_Court exercice 1_
D'après le texte sur la transition, combien d'intervenants la conférence « La Grande Transition » rassemblait-elle, et de combien de pays venaient-ils ?
_Court exercice 2_
Poursuivez le texte sur la transition à partir de sa dernière phrase.

_Extrait du texte_
____________________
De nombreux groupes de personnes militent pourtant. Se posent des questions, essaient de trouver des alternatives, de créer des modèles de vivre-ensemble qui seraient moins menaçants pour notre terre. Il y a ceux qui s’opposent farouchement à l’extractivisme, aux oléoducs, à la déforestation, ceux qui prônent la décroissance, ceux qui dénoncent les multinationales et les vicissitudes des traités de libre-échanges, etc. Il y a aussi des citoyens qui, à l’intérieur de leur vie quotidienne, tentent d’apprivoiser une nouvelle façon de vivre : ils s’abonnent aux «paniers bios», à l’autopartage, ils visent le «Zéro-déchets», s’initient à l’agriculture potagère sans pesticide, diminuent leur consommation de viande, leurs déplacements en avion, etc.

Et plusieurs, parmi ces citoyens éveillés, participent à des colloques dans l’espoir de trouver avec d’autres des nouvelles pistes de solutions.

Préparer la société à l’après-capitalisme?

image_transition.png La conférence «La Grande Transition» rassemblait 300 intervenants de 12 pays répartis dans plus de 120 ateliers, dans le centre-ville de Montréal. Le titre de l’événement était prometteur et rassembleur. Nous étions nombreux à être intéressés par «La Grande Transition» proposée par les Nouveaux cahiers du Socialisme et Historical Materialism.

Le terme «transition» est très à la mode actuellement. On peut relever au moins une centaine d’organismes de toutes sortes et d’idéologies différentes qui ont mis ce mot en évidence dans leur appellation, sans mentionner les nombreux colloques. Tous en transition, mais pas nécessairement la même pour tous! Pourtant, la transition c’est tout simplement le mouvement d’un état à un autre. Être en transition fait partie d’un processus normal et universel. Mais plus l’évolution menace l’humain, plus elle inquiète et plus on veut la nommer et la qualifier, – écologique, énergétique, environnementale, économique, politique, etc.- Mais en fait, le qualificatif qui la décrit le mieux n’est-il pas «obligée»? Tous les êtres vivants sur terre ne sont-ils pas en transition forcée?
____________________
_Enregistrements fournis_
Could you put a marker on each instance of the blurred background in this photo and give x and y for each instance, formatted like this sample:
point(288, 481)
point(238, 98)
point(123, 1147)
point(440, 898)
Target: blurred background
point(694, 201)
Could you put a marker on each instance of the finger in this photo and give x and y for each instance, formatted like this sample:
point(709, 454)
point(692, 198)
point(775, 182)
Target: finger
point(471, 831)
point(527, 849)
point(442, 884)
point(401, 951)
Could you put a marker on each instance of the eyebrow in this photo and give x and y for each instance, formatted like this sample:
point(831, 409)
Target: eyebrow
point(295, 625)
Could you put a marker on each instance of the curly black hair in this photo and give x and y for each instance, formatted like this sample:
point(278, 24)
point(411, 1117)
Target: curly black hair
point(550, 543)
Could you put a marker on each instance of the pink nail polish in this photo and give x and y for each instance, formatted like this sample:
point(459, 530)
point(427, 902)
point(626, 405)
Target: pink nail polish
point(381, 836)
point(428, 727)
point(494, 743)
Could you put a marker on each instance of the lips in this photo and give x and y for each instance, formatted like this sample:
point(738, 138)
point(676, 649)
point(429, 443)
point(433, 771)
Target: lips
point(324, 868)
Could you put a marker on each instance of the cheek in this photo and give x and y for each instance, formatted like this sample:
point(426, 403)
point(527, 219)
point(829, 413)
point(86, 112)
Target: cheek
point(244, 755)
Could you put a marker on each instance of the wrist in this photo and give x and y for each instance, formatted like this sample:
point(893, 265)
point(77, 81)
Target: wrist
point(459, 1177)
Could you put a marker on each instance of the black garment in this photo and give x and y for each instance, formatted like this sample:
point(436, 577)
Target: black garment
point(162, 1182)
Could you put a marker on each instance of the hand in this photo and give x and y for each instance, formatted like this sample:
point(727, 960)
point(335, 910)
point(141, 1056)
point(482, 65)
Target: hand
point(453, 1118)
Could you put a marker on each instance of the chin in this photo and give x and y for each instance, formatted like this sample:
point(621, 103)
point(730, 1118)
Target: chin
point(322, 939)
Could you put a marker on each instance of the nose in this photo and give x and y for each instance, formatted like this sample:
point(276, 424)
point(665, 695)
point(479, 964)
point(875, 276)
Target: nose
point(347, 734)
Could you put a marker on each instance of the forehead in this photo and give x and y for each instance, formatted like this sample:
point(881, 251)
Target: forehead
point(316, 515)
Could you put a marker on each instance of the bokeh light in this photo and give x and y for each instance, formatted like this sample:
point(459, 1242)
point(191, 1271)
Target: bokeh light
____________________
_Réponse 1_
Elle rassemblait 300 intervenants venus de 12 pays.

_Réponse 2_
Dans ce colloque dit de «La Grande Transition», de nombreux penseurs et chercheurs se sont succédé sur les panels, avec une vision critique et pertinente de notre système néolibéral. Cela fait plus d’un siècle que le capitalisme est dénoncé et ceci bien avant les urgences climatiques. Avec ces nouvelles données, on le rend – à juste titre – responsable de la dégradation de notre habitat à l’échelle mondiale. Mais ce cadre analytique – même en évolution – diminue-t-il ou accroît-il le sentiment d’impuissance face à l’ampleur de la tâche?

Un des objectifs de ces rencontres était de créer un lieu de réflexions et d’échanges entre chercheurs-penseurs et citoyens « engagés » pour tenter d’élaborer des alternatives et des stratégies concrètes et mobilisatrices. Objectif atteint lors de ce colloque? Pas nécessairement! Mais ça n’est ni la faute des organisateurs, des panélistes et des participants. Cette difficulté à mettre en commun est peut-être due à la diversité et à la fragmentation des visions : entre le concept des « petits pas » et celle d’un changement de paradigme, il y a toute une série de possibles ou d’impossibles.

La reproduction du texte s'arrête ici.